* begin Given records *
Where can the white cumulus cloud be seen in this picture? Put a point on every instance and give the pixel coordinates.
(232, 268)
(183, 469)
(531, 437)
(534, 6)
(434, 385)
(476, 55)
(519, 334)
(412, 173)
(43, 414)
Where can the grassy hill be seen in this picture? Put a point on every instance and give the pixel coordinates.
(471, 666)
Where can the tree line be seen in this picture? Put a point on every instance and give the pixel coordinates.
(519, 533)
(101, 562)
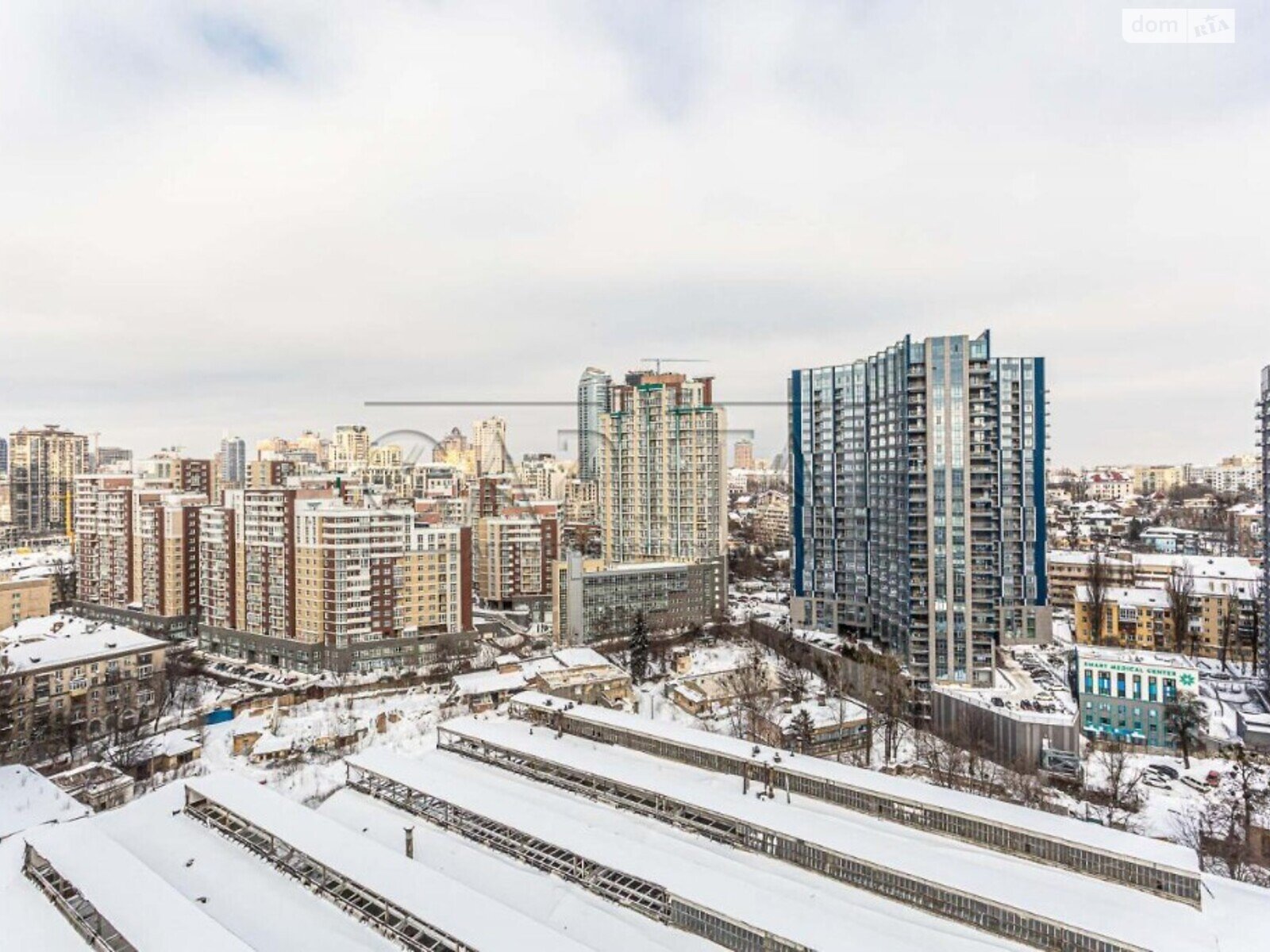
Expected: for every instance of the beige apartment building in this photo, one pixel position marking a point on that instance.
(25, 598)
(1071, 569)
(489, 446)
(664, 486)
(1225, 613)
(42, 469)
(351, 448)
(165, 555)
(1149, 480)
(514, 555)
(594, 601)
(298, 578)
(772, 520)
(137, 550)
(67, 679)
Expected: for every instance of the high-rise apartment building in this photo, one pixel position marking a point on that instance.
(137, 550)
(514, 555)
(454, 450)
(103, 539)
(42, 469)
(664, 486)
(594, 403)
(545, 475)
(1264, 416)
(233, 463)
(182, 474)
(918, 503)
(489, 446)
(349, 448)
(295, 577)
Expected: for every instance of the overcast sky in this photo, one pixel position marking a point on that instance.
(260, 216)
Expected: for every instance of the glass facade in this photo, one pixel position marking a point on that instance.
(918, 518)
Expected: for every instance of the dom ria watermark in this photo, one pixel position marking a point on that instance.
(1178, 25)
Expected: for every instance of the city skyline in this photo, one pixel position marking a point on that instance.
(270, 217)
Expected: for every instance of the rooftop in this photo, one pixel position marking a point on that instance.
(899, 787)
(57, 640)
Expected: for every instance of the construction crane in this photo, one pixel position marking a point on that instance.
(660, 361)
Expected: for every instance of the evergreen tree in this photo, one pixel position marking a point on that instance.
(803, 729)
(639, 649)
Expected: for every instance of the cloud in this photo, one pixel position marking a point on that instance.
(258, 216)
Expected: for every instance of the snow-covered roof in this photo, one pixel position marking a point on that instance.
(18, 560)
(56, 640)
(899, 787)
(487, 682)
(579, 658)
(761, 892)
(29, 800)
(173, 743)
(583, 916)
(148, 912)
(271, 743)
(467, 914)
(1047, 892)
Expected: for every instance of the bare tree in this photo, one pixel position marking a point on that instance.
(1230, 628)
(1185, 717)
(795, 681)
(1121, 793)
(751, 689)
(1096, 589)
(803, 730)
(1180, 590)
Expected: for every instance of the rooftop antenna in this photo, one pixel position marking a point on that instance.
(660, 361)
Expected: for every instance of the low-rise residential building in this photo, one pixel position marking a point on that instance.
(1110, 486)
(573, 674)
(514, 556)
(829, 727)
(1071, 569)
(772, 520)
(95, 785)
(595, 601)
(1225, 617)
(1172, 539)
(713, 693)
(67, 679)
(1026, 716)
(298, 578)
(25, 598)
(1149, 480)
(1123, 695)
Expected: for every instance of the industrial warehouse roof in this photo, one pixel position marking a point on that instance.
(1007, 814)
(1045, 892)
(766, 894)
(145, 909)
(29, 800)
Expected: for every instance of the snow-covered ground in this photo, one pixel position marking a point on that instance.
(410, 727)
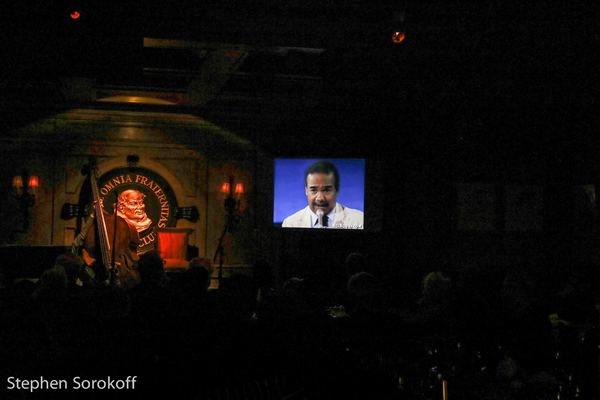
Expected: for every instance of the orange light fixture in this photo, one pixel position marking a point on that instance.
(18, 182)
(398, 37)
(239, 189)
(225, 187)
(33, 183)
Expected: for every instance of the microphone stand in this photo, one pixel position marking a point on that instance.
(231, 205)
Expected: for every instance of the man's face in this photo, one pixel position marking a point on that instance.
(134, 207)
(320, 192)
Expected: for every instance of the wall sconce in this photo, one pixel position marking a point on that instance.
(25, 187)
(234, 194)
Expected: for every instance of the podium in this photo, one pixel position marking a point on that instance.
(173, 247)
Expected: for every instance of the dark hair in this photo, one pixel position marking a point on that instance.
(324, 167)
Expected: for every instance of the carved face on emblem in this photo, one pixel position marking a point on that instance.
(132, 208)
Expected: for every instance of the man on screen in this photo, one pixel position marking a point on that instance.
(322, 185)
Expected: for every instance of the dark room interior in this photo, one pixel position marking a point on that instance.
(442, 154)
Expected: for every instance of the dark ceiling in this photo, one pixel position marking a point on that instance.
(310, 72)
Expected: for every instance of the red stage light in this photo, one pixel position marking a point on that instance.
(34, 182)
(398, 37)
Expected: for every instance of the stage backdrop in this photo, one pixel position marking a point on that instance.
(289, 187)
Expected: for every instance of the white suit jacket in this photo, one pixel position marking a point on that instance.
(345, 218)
* end Given records *
* begin Given records *
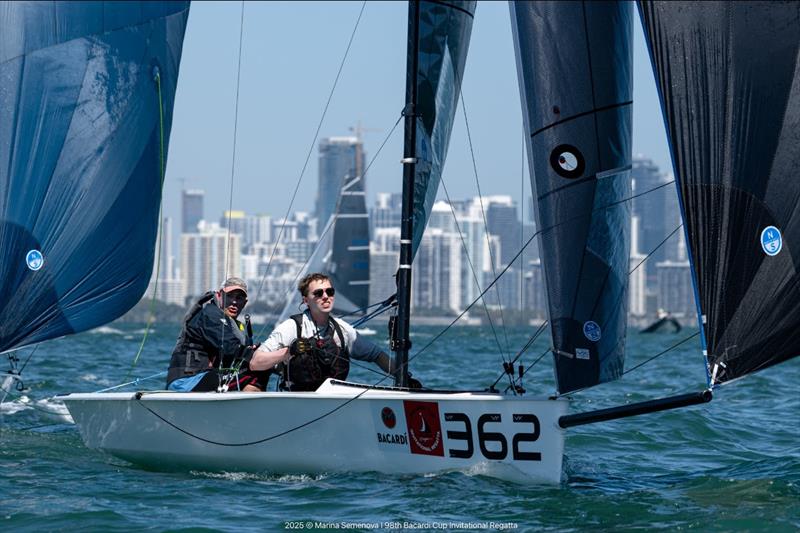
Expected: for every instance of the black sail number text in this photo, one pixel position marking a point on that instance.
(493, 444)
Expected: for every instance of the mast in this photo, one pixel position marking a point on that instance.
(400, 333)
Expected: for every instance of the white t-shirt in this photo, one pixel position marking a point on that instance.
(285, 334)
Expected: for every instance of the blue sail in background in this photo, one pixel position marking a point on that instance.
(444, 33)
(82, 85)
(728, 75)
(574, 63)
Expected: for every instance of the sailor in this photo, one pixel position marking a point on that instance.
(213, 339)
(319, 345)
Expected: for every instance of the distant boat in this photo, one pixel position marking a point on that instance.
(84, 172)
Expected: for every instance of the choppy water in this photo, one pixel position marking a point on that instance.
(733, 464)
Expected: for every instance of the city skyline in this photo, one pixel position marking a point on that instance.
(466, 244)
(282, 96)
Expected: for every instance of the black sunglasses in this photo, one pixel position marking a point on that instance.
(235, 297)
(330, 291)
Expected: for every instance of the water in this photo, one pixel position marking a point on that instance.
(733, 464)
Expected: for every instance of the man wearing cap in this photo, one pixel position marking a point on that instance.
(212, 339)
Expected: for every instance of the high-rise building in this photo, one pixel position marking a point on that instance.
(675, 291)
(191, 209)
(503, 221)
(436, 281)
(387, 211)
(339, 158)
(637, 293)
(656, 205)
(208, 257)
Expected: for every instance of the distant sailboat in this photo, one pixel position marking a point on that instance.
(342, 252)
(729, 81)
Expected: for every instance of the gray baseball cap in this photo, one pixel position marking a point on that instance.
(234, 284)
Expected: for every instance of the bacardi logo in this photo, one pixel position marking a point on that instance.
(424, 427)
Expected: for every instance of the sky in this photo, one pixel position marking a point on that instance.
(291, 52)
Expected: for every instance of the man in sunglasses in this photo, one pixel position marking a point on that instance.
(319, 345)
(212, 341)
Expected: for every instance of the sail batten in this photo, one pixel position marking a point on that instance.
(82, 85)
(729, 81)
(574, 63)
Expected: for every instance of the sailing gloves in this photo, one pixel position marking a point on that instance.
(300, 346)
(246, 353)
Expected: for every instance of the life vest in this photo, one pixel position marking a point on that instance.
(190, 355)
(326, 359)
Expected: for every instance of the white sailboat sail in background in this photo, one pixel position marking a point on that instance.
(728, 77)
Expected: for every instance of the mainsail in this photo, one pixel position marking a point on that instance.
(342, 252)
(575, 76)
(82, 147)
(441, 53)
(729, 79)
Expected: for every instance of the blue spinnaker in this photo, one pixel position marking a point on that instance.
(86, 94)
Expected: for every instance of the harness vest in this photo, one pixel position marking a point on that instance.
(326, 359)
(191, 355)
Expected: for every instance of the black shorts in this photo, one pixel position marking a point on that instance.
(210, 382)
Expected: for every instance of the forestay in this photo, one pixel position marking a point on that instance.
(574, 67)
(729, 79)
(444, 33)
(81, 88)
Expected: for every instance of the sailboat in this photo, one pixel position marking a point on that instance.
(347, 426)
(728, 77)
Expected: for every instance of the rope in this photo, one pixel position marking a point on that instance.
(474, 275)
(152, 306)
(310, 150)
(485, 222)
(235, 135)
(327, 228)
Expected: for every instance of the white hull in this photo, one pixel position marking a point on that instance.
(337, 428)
* end Given records *
Find every line in the records above that contains the word "apartment" and copy each of those lines. Treat uppercase and lowercase as different.

Expected: for every instance of the beige apartment building in this photo, one pixel position marking a point on that instance.
Expected: for every instance of the high-rise apartment building in this photo, one pixel position marking a point on that instance.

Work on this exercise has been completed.